- [TEXT SEGMENT]
↓
Mouth breathing can interrupt sleep, cause orthodontic and facial deformities, and weaken lungs. Mouth breathing sometimes results from blocked nasal passages and other times is merely habitual. In both cases, treatments can be used to stop mouth breathing. You can not determent definitely the cause of your mouth breathing on your own, so to find out visit an ears, nose, and throat doctor.
Nasal Obstruction Treatments
If a blocked nasal passage causes your mouth breathing, treatment aims to remove or reduce the obstruction. The treatment will vary depending on the type of obstruction. Often medicated nasal sprays are prescribed. These sprays use steroids or other medicines to widen the nasal passages and allow increased airflow. For more complicated blockages, surgery may be necessary.
Mouth breathing toddlers with blocked nasal passages often do not need any treatments. As their faces develop, the nasal passages will widen, and typically the problem will go away on its own.
Some people continue to breathe through their mouths after nasal passage obstructions are removed, because mouth breathing has become habitual. If you experience continued mouth breathing after nasal obstruction treatment, you must then use habitual mouth breathing treatments to correct the problem.
Habitual Mouth Breathing Treatments
If you mouth breathe habitually, without an exterior cause for the mouth breathing, you can use therapy treatments to correct your breathing. Therapy treatments work to correct mouth breathing through two methods: strengthening the seal of your lips and obstructing your mouth to force you to breathe through your nose.
↑
- [DATA SECTION]
↓
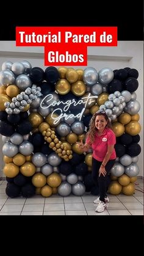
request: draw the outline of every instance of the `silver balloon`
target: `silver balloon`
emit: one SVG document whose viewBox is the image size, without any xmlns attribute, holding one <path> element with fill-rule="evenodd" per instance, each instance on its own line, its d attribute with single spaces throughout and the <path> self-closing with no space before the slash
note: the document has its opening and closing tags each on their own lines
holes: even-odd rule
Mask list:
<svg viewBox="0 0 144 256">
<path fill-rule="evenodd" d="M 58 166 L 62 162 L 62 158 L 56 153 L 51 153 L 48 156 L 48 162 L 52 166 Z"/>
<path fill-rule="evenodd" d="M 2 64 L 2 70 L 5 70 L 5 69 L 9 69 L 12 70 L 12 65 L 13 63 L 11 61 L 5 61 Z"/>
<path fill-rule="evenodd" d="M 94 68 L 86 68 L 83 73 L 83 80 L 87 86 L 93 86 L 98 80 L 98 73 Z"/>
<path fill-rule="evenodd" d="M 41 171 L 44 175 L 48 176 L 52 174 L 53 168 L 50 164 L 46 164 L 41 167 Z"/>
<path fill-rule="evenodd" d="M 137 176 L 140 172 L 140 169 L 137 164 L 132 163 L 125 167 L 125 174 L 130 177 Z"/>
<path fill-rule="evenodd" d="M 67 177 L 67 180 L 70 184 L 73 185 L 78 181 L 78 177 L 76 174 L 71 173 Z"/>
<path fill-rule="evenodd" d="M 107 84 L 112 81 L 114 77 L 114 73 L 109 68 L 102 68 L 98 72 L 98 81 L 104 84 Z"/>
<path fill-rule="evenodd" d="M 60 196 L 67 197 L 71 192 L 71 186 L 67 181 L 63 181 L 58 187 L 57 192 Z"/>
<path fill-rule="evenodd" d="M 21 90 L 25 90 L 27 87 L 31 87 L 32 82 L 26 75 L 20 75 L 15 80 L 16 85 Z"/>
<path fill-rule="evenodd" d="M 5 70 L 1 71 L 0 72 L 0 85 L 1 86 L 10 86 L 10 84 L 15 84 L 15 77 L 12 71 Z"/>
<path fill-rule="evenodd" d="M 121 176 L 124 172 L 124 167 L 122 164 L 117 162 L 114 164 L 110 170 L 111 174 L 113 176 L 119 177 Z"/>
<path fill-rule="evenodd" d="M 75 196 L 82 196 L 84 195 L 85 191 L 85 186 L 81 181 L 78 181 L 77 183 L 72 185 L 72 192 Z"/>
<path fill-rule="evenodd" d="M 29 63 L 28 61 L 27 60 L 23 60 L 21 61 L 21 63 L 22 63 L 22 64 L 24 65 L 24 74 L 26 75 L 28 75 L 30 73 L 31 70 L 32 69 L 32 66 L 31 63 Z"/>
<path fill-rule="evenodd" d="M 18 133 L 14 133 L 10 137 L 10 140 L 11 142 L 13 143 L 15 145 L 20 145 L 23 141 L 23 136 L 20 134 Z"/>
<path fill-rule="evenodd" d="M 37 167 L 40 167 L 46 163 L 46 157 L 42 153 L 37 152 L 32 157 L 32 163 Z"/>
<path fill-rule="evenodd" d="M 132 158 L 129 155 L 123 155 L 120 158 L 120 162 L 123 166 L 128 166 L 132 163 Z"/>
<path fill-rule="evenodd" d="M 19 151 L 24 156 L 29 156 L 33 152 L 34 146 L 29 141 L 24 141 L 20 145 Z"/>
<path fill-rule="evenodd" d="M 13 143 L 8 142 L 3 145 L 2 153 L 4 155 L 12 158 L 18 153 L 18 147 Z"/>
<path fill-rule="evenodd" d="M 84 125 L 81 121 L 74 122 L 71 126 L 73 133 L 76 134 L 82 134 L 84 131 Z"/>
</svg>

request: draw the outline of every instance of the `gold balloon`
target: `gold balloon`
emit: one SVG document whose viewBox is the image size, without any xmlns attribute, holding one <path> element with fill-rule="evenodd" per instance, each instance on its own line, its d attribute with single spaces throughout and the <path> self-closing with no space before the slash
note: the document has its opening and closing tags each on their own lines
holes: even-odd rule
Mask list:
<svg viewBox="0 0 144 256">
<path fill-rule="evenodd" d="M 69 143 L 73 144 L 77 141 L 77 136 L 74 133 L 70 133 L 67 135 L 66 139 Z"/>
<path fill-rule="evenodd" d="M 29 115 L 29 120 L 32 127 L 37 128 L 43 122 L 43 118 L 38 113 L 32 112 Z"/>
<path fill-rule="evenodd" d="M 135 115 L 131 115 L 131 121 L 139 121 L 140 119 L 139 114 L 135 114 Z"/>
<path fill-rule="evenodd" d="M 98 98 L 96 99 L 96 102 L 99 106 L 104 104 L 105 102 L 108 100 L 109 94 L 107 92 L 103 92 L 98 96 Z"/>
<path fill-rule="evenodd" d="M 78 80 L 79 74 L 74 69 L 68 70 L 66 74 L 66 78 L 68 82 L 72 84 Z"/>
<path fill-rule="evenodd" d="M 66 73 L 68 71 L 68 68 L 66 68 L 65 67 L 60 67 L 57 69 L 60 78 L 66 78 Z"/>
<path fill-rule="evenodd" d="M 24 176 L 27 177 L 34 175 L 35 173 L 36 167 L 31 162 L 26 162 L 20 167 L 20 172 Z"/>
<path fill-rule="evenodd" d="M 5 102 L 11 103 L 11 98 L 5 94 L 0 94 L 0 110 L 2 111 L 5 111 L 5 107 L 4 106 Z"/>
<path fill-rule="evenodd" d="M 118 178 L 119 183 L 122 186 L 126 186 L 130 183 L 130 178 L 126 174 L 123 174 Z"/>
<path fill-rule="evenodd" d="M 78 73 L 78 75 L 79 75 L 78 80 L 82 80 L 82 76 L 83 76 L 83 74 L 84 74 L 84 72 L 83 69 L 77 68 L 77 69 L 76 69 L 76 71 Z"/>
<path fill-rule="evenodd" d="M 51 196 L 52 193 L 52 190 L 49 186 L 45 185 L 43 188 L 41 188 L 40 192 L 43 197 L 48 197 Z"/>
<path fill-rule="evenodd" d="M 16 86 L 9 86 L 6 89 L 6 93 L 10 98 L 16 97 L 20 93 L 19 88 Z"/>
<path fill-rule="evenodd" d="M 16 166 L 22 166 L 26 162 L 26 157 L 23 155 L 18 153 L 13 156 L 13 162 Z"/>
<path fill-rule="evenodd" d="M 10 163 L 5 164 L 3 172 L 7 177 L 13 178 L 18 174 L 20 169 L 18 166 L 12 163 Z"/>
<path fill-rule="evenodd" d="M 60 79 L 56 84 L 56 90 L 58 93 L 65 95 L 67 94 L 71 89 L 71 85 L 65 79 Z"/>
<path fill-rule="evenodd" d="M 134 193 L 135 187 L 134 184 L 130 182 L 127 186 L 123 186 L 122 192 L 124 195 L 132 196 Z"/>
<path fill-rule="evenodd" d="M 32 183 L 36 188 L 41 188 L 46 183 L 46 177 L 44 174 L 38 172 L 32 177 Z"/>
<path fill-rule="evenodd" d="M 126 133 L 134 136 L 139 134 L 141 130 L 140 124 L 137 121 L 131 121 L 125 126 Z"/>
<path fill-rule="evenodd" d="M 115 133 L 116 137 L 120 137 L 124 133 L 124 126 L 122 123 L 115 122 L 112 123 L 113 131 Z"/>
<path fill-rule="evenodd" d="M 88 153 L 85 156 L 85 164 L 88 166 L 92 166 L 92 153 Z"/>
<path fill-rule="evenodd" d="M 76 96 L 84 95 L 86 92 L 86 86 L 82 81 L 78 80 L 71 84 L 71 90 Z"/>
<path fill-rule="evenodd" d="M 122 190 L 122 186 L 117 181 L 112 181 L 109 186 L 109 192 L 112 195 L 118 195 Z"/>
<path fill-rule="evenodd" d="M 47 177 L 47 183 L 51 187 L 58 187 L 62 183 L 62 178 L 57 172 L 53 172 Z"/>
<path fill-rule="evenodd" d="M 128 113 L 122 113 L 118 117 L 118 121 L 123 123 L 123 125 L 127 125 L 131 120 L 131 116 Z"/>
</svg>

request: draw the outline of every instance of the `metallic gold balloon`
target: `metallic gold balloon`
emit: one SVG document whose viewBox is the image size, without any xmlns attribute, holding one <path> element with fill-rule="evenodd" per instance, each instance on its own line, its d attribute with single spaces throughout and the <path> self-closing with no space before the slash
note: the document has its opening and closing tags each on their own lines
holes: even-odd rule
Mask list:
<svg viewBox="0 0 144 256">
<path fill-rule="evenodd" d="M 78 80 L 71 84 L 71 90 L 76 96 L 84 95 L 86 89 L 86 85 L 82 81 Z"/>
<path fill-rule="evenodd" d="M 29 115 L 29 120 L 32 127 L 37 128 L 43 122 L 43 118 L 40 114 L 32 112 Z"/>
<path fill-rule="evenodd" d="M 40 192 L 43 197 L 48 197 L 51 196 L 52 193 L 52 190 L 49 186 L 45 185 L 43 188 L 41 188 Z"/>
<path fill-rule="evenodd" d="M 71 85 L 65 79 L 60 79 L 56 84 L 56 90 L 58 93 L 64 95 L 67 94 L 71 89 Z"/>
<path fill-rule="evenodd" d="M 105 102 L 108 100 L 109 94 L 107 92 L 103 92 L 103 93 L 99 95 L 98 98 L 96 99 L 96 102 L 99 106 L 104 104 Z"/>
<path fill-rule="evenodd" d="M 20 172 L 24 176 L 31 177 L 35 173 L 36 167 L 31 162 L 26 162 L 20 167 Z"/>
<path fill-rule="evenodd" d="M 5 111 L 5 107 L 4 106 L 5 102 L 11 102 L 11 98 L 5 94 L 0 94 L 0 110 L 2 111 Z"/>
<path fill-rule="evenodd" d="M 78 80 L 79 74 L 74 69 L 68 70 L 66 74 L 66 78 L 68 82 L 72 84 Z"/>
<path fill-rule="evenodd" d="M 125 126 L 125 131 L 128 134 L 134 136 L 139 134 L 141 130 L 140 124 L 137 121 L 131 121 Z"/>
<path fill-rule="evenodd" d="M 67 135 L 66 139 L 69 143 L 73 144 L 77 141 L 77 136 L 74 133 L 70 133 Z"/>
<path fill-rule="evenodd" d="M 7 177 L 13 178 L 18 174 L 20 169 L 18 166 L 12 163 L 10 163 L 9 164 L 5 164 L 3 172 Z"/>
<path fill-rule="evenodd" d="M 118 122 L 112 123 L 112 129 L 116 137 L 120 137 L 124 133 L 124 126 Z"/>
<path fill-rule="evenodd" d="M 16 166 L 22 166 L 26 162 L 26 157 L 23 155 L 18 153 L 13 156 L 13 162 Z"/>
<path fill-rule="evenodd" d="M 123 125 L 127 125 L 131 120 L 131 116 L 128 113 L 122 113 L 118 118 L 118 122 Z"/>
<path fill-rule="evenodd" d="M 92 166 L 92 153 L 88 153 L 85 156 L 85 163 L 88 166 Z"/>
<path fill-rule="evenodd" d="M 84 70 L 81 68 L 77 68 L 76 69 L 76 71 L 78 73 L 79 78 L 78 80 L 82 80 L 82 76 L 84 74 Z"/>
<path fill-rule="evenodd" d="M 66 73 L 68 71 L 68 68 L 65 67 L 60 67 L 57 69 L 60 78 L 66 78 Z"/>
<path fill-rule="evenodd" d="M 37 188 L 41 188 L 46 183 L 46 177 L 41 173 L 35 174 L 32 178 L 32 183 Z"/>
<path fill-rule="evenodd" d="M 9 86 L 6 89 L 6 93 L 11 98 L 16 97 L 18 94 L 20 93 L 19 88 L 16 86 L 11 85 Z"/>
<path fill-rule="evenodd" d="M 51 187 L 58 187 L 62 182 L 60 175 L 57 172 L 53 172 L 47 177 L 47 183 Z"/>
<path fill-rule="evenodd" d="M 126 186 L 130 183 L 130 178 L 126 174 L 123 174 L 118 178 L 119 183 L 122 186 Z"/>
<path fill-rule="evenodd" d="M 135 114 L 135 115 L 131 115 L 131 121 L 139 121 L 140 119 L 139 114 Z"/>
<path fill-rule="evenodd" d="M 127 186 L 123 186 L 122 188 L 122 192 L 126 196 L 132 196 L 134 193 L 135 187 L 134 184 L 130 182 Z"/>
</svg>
↑
- [ACTIVITY 1] Return the passage on mouth breathing word for word, from "Nasal Obstruction Treatments" up to and including "correct the problem.".
- [ACTIVITY 2] List the three effects of mouth breathing named in the opening sentence of the passage on mouth breathing.
- [ACTIVITY 3] Write what comes next in the passage on mouth breathing treatments, starting after its last sentence.

- [WRITTEN REPLY 1]
Nasal Obstruction Treatments
If a blocked nasal passage causes your mouth breathing, treatment aims to remove or reduce the obstruction. The treatment will vary depending on the type of obstruction. Often medicated nasal sprays are prescribed. These sprays use steroids or other medicines to widen the nasal passages and allow increased airflow. For more complicated blockages, surgery may be necessary.
Mouth breathing toddlers with blocked nasal passages often do not need any treatments. As their faces develop, the nasal passages will widen, and typically the problem will go away on its own.
Some people continue to breathe through their mouths after nasal passage obstructions are removed, because mouth breathing has become habitual. If you experience continued mouth breathing after nasal obstruction treatment, you must then use habitual mouth breathing treatments to correct the problem.

- [WRITTEN REPLY 2]
- Interrupted sleep
- Orthodontic and facial deformities
- Weakened lungs

- [WRITTEN REPLY 3]
Therapy exercises designed to strengthen your lip seal involve holding a small item between your lips. In one exercise you keep a pencil held between your lips. This exercise can be done throughout the day, and a pencil can easily be brought with you in your pocket. The more time you spend doing the exercise, the more your lip seal will improve.
In a similar exercise, you keep your lips sealed around a sheet of paper. This allows you to shut your lips tighter than with a pencil, but it is more conspicuous and harder to carry with you throughout the day.
Another exercise uses a button with a piece of string tied to it. Hold the button between your lips while a friend tries to pull the button out using the string. This exercise is more complicated than the other two, but improves your lip seal more quickly.
You will typically use mouth obstruction therapy only at night. With this therapy, you restrain your mouth from opening so that you will be forced to breathe through your nose. You can use a piece of surgical tape to simply tape your mouth closed, or you can get an oral screen from your ear, nose and throat doctor. An oral screen blocks airflow with a thin piece of rubber inside between your lips and teeth.